:: Extracted entries ::
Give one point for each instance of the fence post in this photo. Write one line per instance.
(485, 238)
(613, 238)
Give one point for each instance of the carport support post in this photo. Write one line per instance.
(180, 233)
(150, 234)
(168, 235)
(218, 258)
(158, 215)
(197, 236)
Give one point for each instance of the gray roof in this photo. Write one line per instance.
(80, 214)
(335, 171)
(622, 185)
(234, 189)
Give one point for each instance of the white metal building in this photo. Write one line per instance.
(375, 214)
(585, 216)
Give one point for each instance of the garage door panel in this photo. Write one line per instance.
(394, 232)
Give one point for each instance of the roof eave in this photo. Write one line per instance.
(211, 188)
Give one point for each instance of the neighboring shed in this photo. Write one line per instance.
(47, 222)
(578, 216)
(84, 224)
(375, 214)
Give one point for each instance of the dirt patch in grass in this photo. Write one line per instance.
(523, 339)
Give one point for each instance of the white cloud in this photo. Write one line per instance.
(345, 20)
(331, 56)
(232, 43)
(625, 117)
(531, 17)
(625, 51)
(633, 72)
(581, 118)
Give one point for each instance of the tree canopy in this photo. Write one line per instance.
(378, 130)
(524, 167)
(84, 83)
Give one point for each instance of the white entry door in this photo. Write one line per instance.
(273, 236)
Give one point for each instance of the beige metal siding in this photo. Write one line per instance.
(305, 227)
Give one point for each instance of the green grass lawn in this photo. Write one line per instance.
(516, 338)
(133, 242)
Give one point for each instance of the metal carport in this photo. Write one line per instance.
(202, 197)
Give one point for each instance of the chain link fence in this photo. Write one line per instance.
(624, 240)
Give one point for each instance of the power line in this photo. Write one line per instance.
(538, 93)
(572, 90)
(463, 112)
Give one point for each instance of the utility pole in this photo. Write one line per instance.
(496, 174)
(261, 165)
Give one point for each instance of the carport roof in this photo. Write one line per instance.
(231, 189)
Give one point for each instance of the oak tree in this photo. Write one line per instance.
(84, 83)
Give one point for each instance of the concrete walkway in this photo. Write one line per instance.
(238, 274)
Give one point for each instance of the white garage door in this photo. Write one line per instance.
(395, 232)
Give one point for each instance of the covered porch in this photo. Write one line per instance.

:: What to produce ::
All lines from the one containing "Give one point for each instance of the dirt" through the end of the listing must be transcribed exactly. No other lines belong in the answer.

:: Response below ::
Give one point for each instance of the dirt patch in grass in this photo. Write one line per instance.
(523, 339)
Give one point for each instance of the white cloud in this photo. Write one line per instance.
(345, 20)
(331, 56)
(232, 43)
(625, 117)
(531, 17)
(625, 51)
(633, 72)
(581, 118)
Give one point for each instance of the tree canopy in this photo. Write one line per instance.
(378, 130)
(524, 167)
(84, 83)
Give one point for each instance of the white entry door in this photo. Write one line per instance.
(273, 236)
Give one point for each instance of the beige metal siding in this photo. Write one line per instance.
(305, 227)
Give one point for each instance of the green grass lawn in this photo. Write one line per instance.
(516, 338)
(133, 242)
Give one point for each instance of the metal carport in this photo. Write one line per instance.
(202, 197)
Give one point for each instance of the chain link fence in this photo. Write one line per instance.
(624, 240)
Give one point for each instance of the power line in this photo. Write one line per instance.
(538, 93)
(572, 90)
(463, 112)
Give one point for each instance of the utility pole in this photo. Write one line per instance.
(496, 174)
(261, 165)
Give one point for each instance of the carport roof in this photo. Write one line per instance.
(231, 189)
Give one point for each instance of the oak tree in this photo. Write one line per instance.
(84, 83)
Give one point for each instance of the concrete walkway in this photo. Write one line per instance.
(238, 274)
Give one point for each instance of the white garage door in this photo. Write one line per instance.
(395, 232)
Give one point for each instance of the covered porch in this photo. Write one line per instance.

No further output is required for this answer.